● **Task set**:
**A.** In the discussion of CDs and unusual games, does each statement below agree with the discussion? Answer yes or no for each statement, and quote the deciding words.
(i) One post says CDs could hold up to 800 MB depending on the type.
(ii) One post says the ability to create full 3D worlds was already familiar.
(iii) One post says the same point applies to the Saturn.
**B.** Using the discussion of CDs and unusual games, answer these questions:
(i) Which costs were so low that developers didn't need to sell as many copies to make a profit?
(ii) What reason besides cheap production does the post about 3D worlds give for the experimentation?
(iii) Apart from cost, what other advantage of CDs does the last post mention?
**C.** Reproduce the passage of the discussion of CDs and unusual games that starts at "This goes for" and ends at "type in question.".

● **Source text**:

>>>>

What do you think made these systems get so many crazy, new, and weird games?

Me personally, I think it was CD’s. The fact that print costs were so low meant devs didn’t need to sell so many copies to make a profit. This generation may have been the peak of WEIRD because of it.


And thank god for that.
 
The ability to create full 3D worlds was new and people wanted to experiment with the new possibilities. Production being cheap also helped since losses wouldn't be too great.
 
This goes for Saturn too.

What do you think made these systems get so many crazy, new, and weird games?

Me personally, I think it was CD’s. The fact that print costs were so low meant devs didn’t need to sell so many copies to make a profit. This generation may have been the peak of WEIRD because of it.


And thank god for that.
in addition to cds being cheaper, they also had vastly more storage space. 650 mbs to up to 800 mbs depending on the specific type in question.

<<<<

Entries from a dataset:
>>>>

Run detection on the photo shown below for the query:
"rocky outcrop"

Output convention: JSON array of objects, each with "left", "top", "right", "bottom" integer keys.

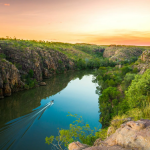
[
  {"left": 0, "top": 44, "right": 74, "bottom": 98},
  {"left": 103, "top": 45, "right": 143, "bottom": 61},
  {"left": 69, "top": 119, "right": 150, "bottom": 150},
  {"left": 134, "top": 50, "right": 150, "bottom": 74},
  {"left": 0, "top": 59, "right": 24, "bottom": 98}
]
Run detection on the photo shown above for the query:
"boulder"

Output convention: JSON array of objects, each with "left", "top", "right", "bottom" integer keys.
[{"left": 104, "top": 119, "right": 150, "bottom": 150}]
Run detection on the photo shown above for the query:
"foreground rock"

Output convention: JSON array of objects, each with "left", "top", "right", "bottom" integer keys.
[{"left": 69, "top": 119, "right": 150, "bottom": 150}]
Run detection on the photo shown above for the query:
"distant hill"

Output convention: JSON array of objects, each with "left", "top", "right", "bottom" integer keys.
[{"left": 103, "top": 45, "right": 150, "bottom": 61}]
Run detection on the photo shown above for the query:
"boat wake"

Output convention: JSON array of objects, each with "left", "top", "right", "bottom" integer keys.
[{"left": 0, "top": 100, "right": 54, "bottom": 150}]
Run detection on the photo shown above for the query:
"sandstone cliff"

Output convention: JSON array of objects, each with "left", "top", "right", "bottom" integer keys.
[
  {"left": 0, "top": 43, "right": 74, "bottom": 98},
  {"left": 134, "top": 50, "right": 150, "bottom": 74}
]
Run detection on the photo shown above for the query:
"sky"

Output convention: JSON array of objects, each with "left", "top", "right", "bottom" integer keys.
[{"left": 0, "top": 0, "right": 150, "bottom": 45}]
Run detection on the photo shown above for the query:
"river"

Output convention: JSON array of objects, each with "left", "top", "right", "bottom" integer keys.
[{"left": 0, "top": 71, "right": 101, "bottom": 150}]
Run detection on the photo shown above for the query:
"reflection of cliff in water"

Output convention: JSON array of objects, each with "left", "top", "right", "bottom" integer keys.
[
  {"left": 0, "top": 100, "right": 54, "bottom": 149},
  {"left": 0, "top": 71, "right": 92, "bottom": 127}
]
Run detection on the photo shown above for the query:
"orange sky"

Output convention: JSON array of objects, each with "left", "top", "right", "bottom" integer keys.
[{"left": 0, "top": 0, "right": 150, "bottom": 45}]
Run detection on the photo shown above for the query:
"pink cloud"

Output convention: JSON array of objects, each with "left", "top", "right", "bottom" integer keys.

<<<<

● **Problem solutions**:
**A.**
(i) Yes: "650 mbs to up to 800 mbs depending on the specific type in question."
(ii) No: "The ability to create full 3D worlds was new"
(iii) Yes: "This goes for Saturn too."

**B.**
(i) Print costs.
(ii) The ability to create full 3D worlds was new, and people wanted to experiment with the new possibilities.
(iii) They had vastly more storage space.

**C.**
This goes for Saturn too.

What do you think made these systems get so many crazy, new, and weird games?

Me personally, I think it was CD’s. The fact that print costs were so low meant devs didn’t need to sell so many copies to make a profit. This generation may have been the peak of WEIRD because of it.


And thank god for that.
in addition to cds being cheaper, they also had vastly more storage space. 650 mbs to up to 800 mbs depending on the specific type in question.